### Given records
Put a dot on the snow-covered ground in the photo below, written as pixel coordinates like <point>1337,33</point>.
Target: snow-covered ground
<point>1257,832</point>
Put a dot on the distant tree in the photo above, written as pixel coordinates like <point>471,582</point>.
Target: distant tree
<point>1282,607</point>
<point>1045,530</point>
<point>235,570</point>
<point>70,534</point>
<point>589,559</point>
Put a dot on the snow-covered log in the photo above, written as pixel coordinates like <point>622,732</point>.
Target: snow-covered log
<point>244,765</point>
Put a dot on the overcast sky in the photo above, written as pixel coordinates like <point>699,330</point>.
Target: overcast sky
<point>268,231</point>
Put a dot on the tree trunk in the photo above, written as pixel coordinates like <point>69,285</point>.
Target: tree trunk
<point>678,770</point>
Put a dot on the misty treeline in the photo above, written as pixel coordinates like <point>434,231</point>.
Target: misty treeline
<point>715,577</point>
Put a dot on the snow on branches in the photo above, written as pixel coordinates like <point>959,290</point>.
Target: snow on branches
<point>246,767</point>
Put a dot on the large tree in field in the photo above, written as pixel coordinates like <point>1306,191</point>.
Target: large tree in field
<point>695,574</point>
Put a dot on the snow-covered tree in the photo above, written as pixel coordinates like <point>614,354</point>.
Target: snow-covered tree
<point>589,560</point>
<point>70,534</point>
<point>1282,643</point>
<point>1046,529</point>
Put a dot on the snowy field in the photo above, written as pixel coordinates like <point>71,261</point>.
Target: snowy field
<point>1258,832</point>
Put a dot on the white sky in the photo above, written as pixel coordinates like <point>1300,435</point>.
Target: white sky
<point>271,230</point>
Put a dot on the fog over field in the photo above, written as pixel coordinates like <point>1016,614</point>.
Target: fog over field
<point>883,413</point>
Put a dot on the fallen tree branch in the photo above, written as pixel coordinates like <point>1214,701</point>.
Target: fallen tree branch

### What you are asked to do
Lay out the part of the data that opens with the line containing "Put a dot on the fallen" and runs through the end of the data as a Markdown table with columns named Row and Line, numbering each line and omitting blank lines.

### Full solution
| Row | Line |
|---|---|
| 1 | Put a dot on the fallen tree branch in the photo above, written as pixel coordinates like <point>1214,701</point>. |
| 2 | Target: fallen tree branch |